* _Requests_:
- a) Decide whether each statement agrees with the passage on calibration inputs for NO2 sensors: (i) the basic configuration includes atmospheric pressure; (ii) Δt is the time interval between subsequent sensor readings; (iii) configuration III draws on time series of prior NO2 measurements from a reference instrument. Please answer yes or no for each and quote the words of the passage that settle it.
- b) Summarize the passage on calibration inputs for NO2 sensors in two sentences.

* _Selected passage_:
■ ■ ■ ■
Section "Calibration input configuration III: time series of prior NO2 measurements" analyses the final setup that involves time series of prior NO2 measurements from the low-cost sensor. In our investigations, we focus on potential benefits of particular setups in terms of improving the calibration process dependability.

Calibration input configuration I: basic setup

The fundamental configuration of the calibration model inputs includes the auxiliary data vector zs = [To Ti Ho Hi P S1 S2]T. This set of values comprises external/internal temperature, humidity, atmospheric pressure, and NO2 data from redundant sensors. These elements are augmented by the primary sensor's NO2 measurements, ys. Section "Results and discussion" will further investigate constrained variations of this arrangement to determine the individual elements' significance.

Calibration input configuration II: differentials

The basic input arrangement elucidated in Section "Calibration input configuration I: basic setup" can be extended by incorporating additional parameters representing local (temporal) fluctuations in environmental variables and NO2 readings. More specifically, we define differentials

$$\Delta y_{s}^{(j)} = \frac{{y_{s}^{(j)} - y_{s}^{(j)} ( - \Delta t)}}{\Delta t}$$
(15)

where Δt is the time interval between subsequent sensor readings; ys(j)(–Δt) stands for the last measurement taken before ys(j). Differentials of the environmental parameters are defined in a similar manner

$$\Delta T_{o}^{(j)} = \frac{{T_{o}^{(j)} - T_{o}^{(j)} ( - \Delta t)}}{\Delta t},\,\,\,\Delta T_{i}^{(j)} = \frac{{T_{i}^{(j)} - T_{i}^{(j)} ( - \Delta t)}}{\Delta t}$$
(16)
■ ■ ■ ■
* _Information shown_:
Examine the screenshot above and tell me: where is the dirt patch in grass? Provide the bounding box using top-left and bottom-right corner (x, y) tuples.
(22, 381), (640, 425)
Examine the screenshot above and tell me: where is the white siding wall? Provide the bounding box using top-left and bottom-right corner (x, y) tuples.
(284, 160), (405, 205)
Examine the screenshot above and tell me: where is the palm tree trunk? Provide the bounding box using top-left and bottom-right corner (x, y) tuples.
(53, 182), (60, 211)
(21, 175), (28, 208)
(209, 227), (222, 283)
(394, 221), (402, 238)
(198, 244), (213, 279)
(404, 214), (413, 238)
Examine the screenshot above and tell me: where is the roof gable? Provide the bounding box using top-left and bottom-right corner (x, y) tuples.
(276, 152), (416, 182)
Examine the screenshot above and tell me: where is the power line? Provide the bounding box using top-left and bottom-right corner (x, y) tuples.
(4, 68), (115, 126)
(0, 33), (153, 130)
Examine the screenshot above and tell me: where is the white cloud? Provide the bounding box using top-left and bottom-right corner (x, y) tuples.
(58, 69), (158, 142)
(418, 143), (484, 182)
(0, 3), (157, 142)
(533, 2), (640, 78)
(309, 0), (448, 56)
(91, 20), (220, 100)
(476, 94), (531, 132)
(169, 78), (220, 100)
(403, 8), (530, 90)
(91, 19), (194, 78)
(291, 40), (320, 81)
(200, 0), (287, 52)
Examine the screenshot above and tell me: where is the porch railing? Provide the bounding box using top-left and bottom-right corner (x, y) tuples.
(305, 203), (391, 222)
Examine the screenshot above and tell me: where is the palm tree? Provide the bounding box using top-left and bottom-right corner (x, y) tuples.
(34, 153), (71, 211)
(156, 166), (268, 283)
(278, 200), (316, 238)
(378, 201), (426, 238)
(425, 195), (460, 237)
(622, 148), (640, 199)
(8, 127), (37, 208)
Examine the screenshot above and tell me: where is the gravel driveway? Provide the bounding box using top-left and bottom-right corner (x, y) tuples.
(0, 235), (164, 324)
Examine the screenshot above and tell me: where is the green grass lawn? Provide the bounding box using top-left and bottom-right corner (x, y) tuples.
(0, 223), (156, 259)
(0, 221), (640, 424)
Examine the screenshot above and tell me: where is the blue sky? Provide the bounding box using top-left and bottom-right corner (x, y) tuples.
■ ■ ■ ■
* _Results for each task_:
- a)
(i) Yes: "external/internal temperature, humidity, atmospheric pressure, and NO2 data from redundant sensors"
(ii) Yes: "where Δt is the time interval between subsequent sensor readings"
(iii) No: "involves time series of prior NO2 measurements from the low-cost sensor"

- b) The basic calibration input configuration pairs the primary sensor's NO2 measurements with auxiliary data: external and internal temperature, humidity, atmospheric pressure, and NO2 data from redundant sensors. A second configuration adds differentials, which are the changes in NO2 readings and environmental parameters between subsequent readings divided by the time interval between them, and a third uses time series of prior NO2 measurements from the low-cost sensor.